• Provided passage
━━━━━━
We wanna make sure the open source project we're built on is healthy, it has users that use it, it's actively developed, it gets new commits, and it moves forward and stays kind of relevant in the industry, while at the same time, we wanna build on top of it and build kind of unique product experiences that may be powered by that open source product, but are a layer above. So a lot of our migration tooling, our revert tooling, and things like that, they're all open source components that exist in Vitess. And what we've done is we've combined them in an opinionated way, and we've built amazing, beautiful workflows on top of it. Nothing that nobody couldn't do, but the goal is to save 10, a 100, a 1000 people from going out and doing it and just using PlanetScale instead. So by making Vitess faster, by giving Vitess more features, we can build more on top of it as PlanetScale while still making the open source project better. But it is a really difficult balancing act because you wanna keep some stuff in reserve.
You wanna have some things that you say, no. If you want this, you have to come to PlanetScale, But you don't wanna make it look, like, capricious. You don't wanna make it look like you're hiding stuff or keeping stuff away or hindering the open source project. So you have to really figure out what that balance is and really make sure that you're not stepping too far in either direction, maintaining a healthy business while also maintaining a healthy community.
[00:39:13] Unknown:
In your experience of working at PlanetScale and on Vitesse and working with your customers who are trying to reduce the amount of time they have to spend thinking about their database and they just wanna get their problems solved, what are some of the most interesting or innovative or unexpected ways that you have seen your platform used?
[00:39:31] Unknown:
You know, I think it really comes down to customers being able to use the framework that we created in ways that we could have never imagined. So people doing things with deploy requests and schema changes that we thought, well, we're actually basic users of this now. We're not even the most advanced use case for this feature. Customers using features of Vitess to move data around or shuttle data around to power business use cases that we would have never thought of. So I think any sufficiently large company, any sufficiently advanced product actually ends up learning as much from their users as they try and teach other users, if that makes sense. Right? You'll always find someone with a specific type of way of thinking about their problem that when they see how your solution maps on it, they'll be able to marry the 2 and find something that's way more advanced and way more cool than you could ever dream of. So I really think it's fun to watch people look at what we've provided and then look at what they're doing and either replace pieces of their workflow that they were doing more manually or just create kind of brand new workflows that would have never been in the cards had they not seen PlanetScale, but now are easy to do or possible because PlanetScale exists.
[00:40:46] Unknown:
In your work at Planet Scale, what are some of the most interesting or unexpected or challenging lessons that you've learned in the process?
━━━━━━
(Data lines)
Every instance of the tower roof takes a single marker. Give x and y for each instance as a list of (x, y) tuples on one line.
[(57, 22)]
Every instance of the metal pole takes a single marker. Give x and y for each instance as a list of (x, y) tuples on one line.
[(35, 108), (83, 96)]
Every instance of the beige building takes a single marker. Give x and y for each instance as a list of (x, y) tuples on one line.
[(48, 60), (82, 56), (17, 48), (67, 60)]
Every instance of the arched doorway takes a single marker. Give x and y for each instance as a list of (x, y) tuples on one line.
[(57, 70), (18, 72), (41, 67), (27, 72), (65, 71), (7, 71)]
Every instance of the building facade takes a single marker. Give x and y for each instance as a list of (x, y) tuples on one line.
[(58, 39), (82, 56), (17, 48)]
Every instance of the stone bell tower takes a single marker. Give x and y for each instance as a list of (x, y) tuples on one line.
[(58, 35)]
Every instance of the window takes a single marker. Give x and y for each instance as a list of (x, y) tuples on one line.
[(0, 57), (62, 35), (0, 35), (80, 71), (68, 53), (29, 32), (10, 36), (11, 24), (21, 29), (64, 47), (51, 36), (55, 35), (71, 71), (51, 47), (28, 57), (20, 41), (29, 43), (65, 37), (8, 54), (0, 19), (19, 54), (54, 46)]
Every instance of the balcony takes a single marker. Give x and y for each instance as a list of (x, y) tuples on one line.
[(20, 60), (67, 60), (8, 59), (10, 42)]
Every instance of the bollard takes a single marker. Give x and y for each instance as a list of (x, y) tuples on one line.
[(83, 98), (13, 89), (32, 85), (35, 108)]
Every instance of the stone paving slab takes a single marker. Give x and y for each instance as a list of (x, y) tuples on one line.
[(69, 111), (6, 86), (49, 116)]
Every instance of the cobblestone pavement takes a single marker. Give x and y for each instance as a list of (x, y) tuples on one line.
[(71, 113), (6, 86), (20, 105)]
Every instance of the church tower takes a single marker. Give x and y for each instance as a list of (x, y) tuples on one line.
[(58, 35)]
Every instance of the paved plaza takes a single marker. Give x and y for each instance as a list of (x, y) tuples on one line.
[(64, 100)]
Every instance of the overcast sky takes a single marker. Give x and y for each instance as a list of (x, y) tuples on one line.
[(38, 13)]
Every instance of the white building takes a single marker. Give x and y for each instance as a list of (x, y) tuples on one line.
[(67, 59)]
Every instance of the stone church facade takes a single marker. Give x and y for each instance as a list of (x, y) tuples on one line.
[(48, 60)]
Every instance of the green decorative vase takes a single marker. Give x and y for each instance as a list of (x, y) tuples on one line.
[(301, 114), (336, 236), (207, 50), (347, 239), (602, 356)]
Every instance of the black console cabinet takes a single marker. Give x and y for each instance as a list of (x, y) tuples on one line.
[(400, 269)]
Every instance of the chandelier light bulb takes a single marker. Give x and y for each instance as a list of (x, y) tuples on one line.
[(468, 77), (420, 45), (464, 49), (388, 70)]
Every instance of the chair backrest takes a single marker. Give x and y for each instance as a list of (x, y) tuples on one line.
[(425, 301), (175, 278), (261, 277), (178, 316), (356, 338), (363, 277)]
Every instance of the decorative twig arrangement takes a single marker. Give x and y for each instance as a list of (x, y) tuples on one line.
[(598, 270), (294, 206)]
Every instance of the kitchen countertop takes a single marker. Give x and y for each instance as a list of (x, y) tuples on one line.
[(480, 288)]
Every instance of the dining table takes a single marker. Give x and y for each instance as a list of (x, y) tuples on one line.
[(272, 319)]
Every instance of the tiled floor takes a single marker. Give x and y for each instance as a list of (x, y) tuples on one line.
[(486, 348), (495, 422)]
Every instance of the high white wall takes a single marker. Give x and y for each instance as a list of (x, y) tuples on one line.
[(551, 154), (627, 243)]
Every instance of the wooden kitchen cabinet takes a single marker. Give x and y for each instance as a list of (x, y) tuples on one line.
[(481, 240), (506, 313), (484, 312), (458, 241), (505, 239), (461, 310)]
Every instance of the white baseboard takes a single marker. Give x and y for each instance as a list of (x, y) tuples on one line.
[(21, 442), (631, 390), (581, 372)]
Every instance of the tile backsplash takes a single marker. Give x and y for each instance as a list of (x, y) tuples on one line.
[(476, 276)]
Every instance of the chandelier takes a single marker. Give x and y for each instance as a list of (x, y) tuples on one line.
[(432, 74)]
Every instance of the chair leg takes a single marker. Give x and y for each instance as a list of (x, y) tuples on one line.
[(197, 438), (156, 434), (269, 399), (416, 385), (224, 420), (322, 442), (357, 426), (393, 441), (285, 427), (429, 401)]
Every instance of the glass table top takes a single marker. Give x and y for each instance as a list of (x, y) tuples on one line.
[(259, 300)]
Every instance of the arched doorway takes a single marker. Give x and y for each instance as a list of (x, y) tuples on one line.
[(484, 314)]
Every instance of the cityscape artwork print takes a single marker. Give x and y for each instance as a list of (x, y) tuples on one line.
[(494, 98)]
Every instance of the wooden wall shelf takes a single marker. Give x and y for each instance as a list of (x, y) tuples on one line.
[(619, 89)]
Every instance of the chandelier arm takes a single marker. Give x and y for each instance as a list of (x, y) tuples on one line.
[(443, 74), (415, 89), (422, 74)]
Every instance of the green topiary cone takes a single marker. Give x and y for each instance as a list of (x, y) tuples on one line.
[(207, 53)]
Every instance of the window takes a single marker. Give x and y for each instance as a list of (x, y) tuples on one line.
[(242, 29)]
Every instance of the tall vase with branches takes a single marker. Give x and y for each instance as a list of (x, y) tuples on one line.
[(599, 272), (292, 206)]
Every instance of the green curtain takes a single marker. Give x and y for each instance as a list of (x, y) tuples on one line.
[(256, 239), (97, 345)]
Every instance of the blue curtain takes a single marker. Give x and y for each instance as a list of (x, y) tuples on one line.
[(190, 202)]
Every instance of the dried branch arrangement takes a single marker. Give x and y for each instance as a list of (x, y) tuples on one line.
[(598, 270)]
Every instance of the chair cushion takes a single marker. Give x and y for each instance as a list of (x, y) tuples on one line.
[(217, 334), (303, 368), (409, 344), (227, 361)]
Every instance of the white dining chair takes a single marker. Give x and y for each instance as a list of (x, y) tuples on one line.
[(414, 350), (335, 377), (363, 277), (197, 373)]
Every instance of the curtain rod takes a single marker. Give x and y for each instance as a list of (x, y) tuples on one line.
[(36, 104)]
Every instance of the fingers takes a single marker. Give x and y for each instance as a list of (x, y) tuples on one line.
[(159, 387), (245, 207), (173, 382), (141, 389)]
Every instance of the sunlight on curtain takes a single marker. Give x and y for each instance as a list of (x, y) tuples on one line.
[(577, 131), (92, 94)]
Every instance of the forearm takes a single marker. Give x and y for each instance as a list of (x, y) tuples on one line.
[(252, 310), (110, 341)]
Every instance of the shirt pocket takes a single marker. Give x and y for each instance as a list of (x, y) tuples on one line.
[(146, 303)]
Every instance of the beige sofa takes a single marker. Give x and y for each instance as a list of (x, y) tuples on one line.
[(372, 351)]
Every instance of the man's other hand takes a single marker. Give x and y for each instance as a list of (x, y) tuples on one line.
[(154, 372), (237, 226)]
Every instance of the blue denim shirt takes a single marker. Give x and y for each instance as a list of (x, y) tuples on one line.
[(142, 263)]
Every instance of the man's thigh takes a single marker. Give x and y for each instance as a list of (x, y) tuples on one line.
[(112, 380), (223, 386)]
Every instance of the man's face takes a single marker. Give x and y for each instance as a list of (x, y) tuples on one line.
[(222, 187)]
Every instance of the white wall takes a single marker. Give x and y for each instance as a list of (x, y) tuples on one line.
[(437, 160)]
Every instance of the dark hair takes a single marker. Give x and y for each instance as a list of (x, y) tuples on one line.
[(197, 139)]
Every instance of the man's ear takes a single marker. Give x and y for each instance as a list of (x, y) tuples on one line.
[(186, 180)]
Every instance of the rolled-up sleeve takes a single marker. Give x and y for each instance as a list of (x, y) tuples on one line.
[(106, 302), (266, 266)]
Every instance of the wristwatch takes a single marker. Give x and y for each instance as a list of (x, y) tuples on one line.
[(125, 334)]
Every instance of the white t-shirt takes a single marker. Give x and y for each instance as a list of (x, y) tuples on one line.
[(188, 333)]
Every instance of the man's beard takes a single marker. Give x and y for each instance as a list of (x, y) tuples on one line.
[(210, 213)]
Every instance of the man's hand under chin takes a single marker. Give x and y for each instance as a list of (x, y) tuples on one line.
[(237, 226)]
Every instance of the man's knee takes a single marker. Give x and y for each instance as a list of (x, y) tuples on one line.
━━━━━━
• Stated problem
Continue the PlanetScale interview from the point where it stops. These lines have no connection to the PlanetScale interview.

• Response to the exercise
[00:40:53] Unknown:
I'm challenged all the time at Planet Scale. We all are. I think 1 of the biggest learning lessons that I've had is just that customers need databases to do so many things in so many different ways that it's incredibly difficult to do them all. Some customers have really, what you would imagine, straightforward database use cases. Some customers need their databases to stretch, to be global, to power kind of unimaginable use cases. And what we've learned is that tailoring to all of them at once is nearly impossible. So as we look to the future and as we look to take those learnings, I think we were taken aback by just how much the spread of databases is and how many different things people are doing. We're trying to line things up and get kind of tighter with our verticals, get tighter with our use cases a little bit, and then do better for those more tight use cases so so that we can find customers, so we can surprise and delight and kind of figure out where we can compete really well without worrying about use cases that may map poorly or may be more difficult so that we're not wasting customers' time and our time trying to support them. So I should have known this, but in the back of my head, I didn't. I was shocked and surprised just purely by every customer being so different from every customer before. You learn the rhythm of your top 10 customers, your top 15 customers.
The Venn diagram of how they're using their databases may as well be 2 circles on the moon in the sun times because they're just so disparate.
[00:42:19] Unknown:
For people who are looking to something like PlanetScale to reduce the operational overhead of being able to manage their databases, being able to increase their scalability, whether that's for data volumes or geo replication. What are the cases where PlanetScale is the wrong choice and they're better served either using 1 of the other vendors out there or building something in house?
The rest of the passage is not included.